## THE PROBLEM
Every single record below is to be reproduced exactly.

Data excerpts

——————

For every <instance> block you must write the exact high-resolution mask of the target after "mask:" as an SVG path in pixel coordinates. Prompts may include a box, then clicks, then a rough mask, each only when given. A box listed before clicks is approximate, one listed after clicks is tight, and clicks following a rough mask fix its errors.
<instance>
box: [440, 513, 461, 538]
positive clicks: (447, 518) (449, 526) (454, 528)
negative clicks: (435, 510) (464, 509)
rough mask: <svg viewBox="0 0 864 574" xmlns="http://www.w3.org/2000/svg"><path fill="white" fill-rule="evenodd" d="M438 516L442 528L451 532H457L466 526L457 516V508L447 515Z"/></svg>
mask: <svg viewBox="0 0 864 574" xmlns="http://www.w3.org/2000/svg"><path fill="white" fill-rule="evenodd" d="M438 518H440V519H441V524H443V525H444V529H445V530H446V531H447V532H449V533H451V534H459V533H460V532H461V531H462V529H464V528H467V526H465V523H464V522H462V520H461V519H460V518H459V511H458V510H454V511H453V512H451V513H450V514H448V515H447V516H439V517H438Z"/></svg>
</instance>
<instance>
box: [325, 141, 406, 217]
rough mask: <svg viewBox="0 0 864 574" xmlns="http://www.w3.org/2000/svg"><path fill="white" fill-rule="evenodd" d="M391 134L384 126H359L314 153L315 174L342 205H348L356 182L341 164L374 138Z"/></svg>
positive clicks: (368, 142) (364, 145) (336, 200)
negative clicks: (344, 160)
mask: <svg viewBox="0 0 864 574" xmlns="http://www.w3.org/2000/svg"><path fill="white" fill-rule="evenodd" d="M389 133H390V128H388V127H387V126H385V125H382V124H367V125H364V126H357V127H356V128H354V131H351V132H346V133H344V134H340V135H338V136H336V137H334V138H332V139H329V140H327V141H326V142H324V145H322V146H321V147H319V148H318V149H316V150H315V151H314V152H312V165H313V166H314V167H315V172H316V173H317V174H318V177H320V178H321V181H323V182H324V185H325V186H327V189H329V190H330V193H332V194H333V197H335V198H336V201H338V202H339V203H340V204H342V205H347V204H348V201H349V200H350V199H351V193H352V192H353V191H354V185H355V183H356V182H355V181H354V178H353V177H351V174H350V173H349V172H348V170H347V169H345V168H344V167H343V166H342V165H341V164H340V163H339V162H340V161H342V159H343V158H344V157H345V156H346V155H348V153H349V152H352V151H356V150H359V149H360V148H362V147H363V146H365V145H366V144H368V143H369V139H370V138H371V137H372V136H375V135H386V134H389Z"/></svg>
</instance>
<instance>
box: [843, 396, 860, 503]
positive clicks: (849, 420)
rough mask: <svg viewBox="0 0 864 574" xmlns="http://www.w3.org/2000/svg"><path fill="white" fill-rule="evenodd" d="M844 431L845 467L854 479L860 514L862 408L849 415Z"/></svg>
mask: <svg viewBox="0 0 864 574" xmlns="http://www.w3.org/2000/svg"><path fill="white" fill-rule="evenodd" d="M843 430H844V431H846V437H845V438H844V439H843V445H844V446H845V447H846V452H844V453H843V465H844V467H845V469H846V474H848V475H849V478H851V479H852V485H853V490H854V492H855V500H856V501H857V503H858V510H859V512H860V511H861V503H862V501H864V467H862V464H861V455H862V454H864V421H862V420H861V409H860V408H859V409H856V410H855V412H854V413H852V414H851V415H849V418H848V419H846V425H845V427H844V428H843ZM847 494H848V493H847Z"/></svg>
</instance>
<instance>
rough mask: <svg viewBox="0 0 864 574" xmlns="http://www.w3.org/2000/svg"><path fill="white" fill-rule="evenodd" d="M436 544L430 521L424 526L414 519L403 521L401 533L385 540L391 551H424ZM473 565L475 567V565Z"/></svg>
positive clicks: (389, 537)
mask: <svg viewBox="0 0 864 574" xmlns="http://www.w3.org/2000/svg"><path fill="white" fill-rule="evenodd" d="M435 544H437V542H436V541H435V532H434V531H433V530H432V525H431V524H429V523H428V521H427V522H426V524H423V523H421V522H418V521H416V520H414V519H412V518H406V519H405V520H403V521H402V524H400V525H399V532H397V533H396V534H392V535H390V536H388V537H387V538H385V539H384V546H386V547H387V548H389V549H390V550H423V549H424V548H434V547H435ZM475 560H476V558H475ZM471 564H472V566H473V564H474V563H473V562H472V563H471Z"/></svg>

——————

## THE ANSWER
For every <instance> block you must write the exact high-resolution mask of the target after "mask:" as an SVG path in pixel coordinates. Prompts may include a box, then clicks, then a rough mask, each only when given. A box listed before clicks is approximate, one listed after clicks is tight, and clicks following a rough mask fix its errors.
<instance>
box: [440, 513, 461, 538]
positive clicks: (447, 518) (449, 526) (454, 528)
negative clicks: (435, 510) (464, 509)
rough mask: <svg viewBox="0 0 864 574" xmlns="http://www.w3.org/2000/svg"><path fill="white" fill-rule="evenodd" d="M438 516L442 528L451 532H457L466 526L457 516V508L447 515Z"/></svg>
mask: <svg viewBox="0 0 864 574" xmlns="http://www.w3.org/2000/svg"><path fill="white" fill-rule="evenodd" d="M438 518H440V519H441V524H443V525H444V529H445V530H446V531H447V532H449V533H451V534H459V533H460V532H461V531H462V529H464V528H467V526H465V523H464V522H462V520H461V519H460V518H459V511H458V510H454V511H453V512H451V513H450V514H448V515H447V516H439V517H438Z"/></svg>
</instance>
<instance>
box: [325, 141, 406, 217]
rough mask: <svg viewBox="0 0 864 574" xmlns="http://www.w3.org/2000/svg"><path fill="white" fill-rule="evenodd" d="M391 134L384 126H359L314 153L315 174L342 205H348L356 182L341 164L374 138Z"/></svg>
positive clicks: (368, 142) (364, 145) (336, 200)
negative clicks: (344, 160)
mask: <svg viewBox="0 0 864 574" xmlns="http://www.w3.org/2000/svg"><path fill="white" fill-rule="evenodd" d="M389 133H390V128H388V127H387V126H385V125H382V124H367V125H364V126H357V127H356V128H354V131H351V132H346V133H344V134H340V135H338V136H336V137H334V138H332V139H329V140H327V141H326V142H324V145H322V146H321V147H319V148H318V149H316V150H315V151H314V152H312V165H313V166H314V167H315V172H316V173H317V174H318V177H320V178H321V181H323V182H324V185H325V186H327V189H329V190H330V193H332V194H333V197H335V198H336V201H338V202H339V203H340V204H342V205H347V204H348V201H349V200H350V199H351V193H352V192H353V191H354V185H355V183H356V182H355V181H354V178H353V177H351V174H350V173H349V172H348V170H347V169H345V168H344V167H343V166H342V165H341V164H340V163H339V162H340V161H342V159H343V158H344V157H345V156H346V155H348V153H349V152H352V151H356V150H359V149H360V148H362V147H363V146H365V145H366V144H368V143H369V139H370V138H371V137H372V136H375V135H386V134H389Z"/></svg>
</instance>
<instance>
box: [843, 396, 860, 503]
positive clicks: (849, 420)
rough mask: <svg viewBox="0 0 864 574" xmlns="http://www.w3.org/2000/svg"><path fill="white" fill-rule="evenodd" d="M844 431L845 467L854 479L860 514L862 408L849 415Z"/></svg>
mask: <svg viewBox="0 0 864 574" xmlns="http://www.w3.org/2000/svg"><path fill="white" fill-rule="evenodd" d="M843 430H844V431H846V437H845V438H844V439H843V445H844V446H845V447H846V452H844V453H843V465H844V467H845V469H846V474H848V475H849V478H851V479H852V485H853V490H854V492H855V500H856V501H857V503H858V510H859V512H860V511H861V503H862V501H864V467H862V464H861V455H862V454H864V421H862V420H861V409H860V408H859V409H856V410H855V412H854V413H852V414H851V415H849V418H848V419H846V425H845V427H844V428H843ZM847 494H848V493H847Z"/></svg>
</instance>
<instance>
rough mask: <svg viewBox="0 0 864 574" xmlns="http://www.w3.org/2000/svg"><path fill="white" fill-rule="evenodd" d="M436 544L430 521L424 526L414 519L403 521L401 533L385 540L391 551H424ZM473 565L475 567V565Z"/></svg>
positive clicks: (389, 537)
mask: <svg viewBox="0 0 864 574" xmlns="http://www.w3.org/2000/svg"><path fill="white" fill-rule="evenodd" d="M435 544H437V542H436V541H435V532H434V531H433V530H432V525H431V524H429V523H428V521H427V522H426V524H423V523H421V522H418V521H416V520H414V519H412V518H406V519H405V520H403V521H402V524H400V525H399V532H397V533H396V534H392V535H390V536H388V537H387V538H385V539H384V546H386V547H387V548H389V549H390V550H423V549H424V548H434V547H435ZM475 560H476V558H475ZM471 564H472V566H473V564H474V563H473V562H472V563H471Z"/></svg>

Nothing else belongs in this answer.